** SUPPLIED DATA follows **

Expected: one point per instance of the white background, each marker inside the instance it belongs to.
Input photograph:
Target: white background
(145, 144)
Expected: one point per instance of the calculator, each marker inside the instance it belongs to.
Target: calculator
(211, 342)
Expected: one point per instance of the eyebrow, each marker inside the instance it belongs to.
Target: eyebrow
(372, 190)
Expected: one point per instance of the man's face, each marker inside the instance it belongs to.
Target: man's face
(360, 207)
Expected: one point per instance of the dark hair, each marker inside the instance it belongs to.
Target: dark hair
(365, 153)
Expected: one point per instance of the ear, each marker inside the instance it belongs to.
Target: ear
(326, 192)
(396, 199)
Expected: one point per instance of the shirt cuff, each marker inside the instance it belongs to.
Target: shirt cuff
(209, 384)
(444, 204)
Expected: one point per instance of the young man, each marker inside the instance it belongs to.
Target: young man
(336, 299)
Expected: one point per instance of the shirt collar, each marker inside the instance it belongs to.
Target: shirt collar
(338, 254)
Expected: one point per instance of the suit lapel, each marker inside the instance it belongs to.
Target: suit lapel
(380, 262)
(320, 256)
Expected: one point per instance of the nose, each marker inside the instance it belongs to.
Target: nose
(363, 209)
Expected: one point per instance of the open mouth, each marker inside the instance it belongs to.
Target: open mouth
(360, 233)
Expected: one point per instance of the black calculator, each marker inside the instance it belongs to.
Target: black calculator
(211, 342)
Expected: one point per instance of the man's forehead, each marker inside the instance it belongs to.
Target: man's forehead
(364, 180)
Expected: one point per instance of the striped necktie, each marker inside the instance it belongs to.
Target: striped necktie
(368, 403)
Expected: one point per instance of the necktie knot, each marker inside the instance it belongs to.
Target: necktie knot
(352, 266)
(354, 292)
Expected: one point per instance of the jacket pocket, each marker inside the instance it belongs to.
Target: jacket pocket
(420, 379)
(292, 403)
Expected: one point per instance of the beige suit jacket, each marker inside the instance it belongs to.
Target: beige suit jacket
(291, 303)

** End of SUPPLIED DATA **

WHAT THIS TASK INVOLVES
Give a verbatim copy of the material above.

RESULT FOR THIS TASK
Expected: one point per instance of the white background, each marker inside the instance it belongs to.
Input photograph:
Target: white background
(145, 144)
Expected: one point per instance of the calculator, each marker inside the instance it belongs to.
Target: calculator
(211, 342)
Expected: one point per instance of the eyebrow, each marker inside the instance it belongs to.
Target: eyebrow
(372, 190)
Expected: one point per instance of the man's face, each marker inside the instance it belongs to.
Target: man's face
(360, 207)
Expected: one point per instance of the dark hair, each marker inside the instance it belongs to.
Target: dark hair
(365, 153)
Expected: one point per instance of the ear, each marker inside the instance it belongs to.
Target: ear
(326, 192)
(396, 199)
Expected: one point per instance of the shirt cuff, each marker inside the instance it belongs to.
Target: shirt cuff
(209, 384)
(444, 204)
Expected: one point per instance of the young man, each marker inside the instance it belongs to.
Target: young man
(336, 299)
Expected: one point per instance of the shirt collar, each marker inside the instance it belongs to.
Target: shirt collar
(338, 254)
Expected: one point per instance of the suit lapel, each marker inside the instance it belongs to.
Target: suit lapel
(380, 262)
(320, 256)
Expected: one point per instance of the nose, each marker inside the instance it belongs to.
Target: nose
(363, 209)
Expected: one point per instance of the open mouth, each marker inside the instance it belongs to.
Target: open mouth
(360, 233)
Expected: one point per instance of the black calculator, each marker inside the instance it belongs to.
Target: black calculator
(211, 342)
Expected: one point per instance of the man's forehead, each marker inside the instance it belongs to.
Target: man's forehead
(364, 180)
Expected: one point per instance of the striped necktie, each marker inside the instance it belongs to.
Target: striped necktie
(368, 403)
Expected: one point per instance of the necktie knot, each marker inside the instance it belongs to.
Target: necktie knot
(352, 266)
(354, 292)
Expected: one point per instance of the jacket pocket, each marker inside the instance it belongs to.
Target: jacket pocket
(420, 379)
(292, 403)
Expected: one point per instance of the beige suit jacket, each marker inside the instance it belongs to.
Target: beige suit jacket
(291, 303)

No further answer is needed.